**SUPPLIED MATERIAL**

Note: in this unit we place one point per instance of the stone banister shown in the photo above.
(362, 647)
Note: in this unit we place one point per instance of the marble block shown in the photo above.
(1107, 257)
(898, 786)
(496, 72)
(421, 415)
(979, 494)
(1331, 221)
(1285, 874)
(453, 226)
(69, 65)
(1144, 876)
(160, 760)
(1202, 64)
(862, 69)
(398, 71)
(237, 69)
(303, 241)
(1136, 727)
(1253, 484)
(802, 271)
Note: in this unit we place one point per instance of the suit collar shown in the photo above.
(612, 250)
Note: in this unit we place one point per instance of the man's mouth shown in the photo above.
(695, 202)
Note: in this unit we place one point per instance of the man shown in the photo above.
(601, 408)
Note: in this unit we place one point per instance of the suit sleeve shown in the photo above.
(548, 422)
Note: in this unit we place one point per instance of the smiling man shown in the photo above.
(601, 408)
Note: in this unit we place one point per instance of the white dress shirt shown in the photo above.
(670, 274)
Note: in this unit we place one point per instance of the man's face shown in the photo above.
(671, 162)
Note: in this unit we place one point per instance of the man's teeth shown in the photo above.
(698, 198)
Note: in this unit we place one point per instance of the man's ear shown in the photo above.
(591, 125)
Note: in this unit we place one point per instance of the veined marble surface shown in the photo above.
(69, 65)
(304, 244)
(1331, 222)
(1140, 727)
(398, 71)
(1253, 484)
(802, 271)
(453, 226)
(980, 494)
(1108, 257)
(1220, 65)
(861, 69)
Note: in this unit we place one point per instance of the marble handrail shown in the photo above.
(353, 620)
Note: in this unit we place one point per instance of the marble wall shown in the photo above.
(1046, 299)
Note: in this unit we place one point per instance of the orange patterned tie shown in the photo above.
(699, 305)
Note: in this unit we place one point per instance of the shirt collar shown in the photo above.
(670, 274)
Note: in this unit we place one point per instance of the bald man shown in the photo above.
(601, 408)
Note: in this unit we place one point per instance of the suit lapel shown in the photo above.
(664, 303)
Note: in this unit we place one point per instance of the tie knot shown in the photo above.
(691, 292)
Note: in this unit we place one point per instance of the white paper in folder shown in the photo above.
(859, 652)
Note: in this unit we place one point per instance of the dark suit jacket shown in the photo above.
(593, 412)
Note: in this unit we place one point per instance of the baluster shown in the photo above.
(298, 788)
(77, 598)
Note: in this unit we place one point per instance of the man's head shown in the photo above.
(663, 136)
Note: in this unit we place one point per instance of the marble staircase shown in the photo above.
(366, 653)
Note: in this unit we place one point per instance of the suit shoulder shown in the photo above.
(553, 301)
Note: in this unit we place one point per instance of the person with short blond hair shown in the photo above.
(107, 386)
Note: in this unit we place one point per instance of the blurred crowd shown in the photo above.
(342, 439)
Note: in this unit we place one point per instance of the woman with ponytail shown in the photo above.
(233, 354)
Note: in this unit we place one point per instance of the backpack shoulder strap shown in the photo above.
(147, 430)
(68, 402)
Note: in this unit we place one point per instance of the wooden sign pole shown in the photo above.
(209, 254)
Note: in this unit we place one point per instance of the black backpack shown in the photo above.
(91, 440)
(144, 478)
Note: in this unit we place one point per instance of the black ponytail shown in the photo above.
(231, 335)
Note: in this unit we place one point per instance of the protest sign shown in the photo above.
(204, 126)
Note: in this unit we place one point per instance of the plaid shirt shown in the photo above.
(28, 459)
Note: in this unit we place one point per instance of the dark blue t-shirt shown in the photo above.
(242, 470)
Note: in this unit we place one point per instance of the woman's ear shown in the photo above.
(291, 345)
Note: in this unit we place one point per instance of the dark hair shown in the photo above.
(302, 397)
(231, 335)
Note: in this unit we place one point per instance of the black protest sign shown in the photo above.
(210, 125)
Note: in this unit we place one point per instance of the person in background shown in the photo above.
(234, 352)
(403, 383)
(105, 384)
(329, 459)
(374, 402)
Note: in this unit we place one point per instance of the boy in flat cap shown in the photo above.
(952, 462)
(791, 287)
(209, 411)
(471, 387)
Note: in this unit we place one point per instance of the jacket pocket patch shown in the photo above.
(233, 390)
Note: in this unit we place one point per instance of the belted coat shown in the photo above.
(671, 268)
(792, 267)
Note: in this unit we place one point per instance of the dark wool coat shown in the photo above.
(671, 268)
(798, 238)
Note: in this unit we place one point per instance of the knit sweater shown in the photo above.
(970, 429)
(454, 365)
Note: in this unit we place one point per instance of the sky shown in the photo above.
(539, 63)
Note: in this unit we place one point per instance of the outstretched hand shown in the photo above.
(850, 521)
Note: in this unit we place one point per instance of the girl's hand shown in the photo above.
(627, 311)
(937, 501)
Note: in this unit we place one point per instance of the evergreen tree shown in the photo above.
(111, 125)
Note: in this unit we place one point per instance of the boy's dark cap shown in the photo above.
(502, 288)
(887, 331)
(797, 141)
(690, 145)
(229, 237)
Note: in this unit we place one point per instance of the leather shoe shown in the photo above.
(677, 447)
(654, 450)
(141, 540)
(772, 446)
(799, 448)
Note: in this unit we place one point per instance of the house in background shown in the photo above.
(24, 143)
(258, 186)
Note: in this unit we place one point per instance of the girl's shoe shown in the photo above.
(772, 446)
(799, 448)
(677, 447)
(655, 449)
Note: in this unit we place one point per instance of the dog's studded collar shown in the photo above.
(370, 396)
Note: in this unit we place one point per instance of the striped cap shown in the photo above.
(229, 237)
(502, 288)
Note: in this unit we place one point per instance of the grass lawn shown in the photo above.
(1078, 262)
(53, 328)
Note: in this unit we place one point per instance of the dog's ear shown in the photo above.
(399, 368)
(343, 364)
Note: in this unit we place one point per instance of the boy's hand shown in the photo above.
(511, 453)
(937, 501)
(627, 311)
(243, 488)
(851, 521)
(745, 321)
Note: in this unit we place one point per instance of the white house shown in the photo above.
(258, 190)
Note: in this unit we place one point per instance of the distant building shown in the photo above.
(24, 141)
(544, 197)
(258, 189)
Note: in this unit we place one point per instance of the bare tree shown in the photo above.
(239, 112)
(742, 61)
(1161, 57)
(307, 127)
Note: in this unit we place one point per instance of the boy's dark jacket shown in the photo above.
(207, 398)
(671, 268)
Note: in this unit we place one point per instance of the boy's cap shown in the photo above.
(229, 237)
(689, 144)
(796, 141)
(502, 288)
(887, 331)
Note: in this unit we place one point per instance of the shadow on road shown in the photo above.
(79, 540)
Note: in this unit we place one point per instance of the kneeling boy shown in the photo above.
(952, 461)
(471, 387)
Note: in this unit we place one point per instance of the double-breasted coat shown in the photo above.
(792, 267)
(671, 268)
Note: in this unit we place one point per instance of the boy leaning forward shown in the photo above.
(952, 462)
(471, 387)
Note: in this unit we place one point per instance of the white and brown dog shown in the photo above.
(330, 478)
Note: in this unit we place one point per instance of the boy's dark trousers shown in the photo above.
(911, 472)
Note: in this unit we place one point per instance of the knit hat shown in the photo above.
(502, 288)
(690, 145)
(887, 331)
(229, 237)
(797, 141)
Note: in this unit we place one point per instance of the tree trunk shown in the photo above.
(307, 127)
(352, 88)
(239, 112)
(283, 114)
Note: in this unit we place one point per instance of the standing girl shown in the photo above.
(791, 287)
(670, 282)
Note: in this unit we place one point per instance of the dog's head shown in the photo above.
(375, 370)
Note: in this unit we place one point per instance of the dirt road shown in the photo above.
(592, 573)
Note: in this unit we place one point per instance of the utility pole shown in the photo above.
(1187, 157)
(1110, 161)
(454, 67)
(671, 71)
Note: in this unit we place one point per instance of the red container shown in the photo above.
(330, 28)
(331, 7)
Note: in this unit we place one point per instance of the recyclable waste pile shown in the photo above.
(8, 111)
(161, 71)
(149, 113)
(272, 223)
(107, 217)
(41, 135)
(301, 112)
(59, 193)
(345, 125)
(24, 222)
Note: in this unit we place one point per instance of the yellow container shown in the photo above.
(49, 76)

**TASK BRIEF**
Copy, exactly and with nothing added, the lines from the one containing "pile shown in the photo above." through the end of the records.

**RESPONSE TO THIS TASK**
Note: in this unit we place one point per instance of the recyclable waste pile shown in the photo above.
(8, 111)
(161, 71)
(149, 113)
(272, 223)
(107, 217)
(41, 135)
(301, 112)
(59, 193)
(345, 125)
(24, 222)
Note: in this unit we place one point per instance of the yellow container shown in the photo above.
(49, 76)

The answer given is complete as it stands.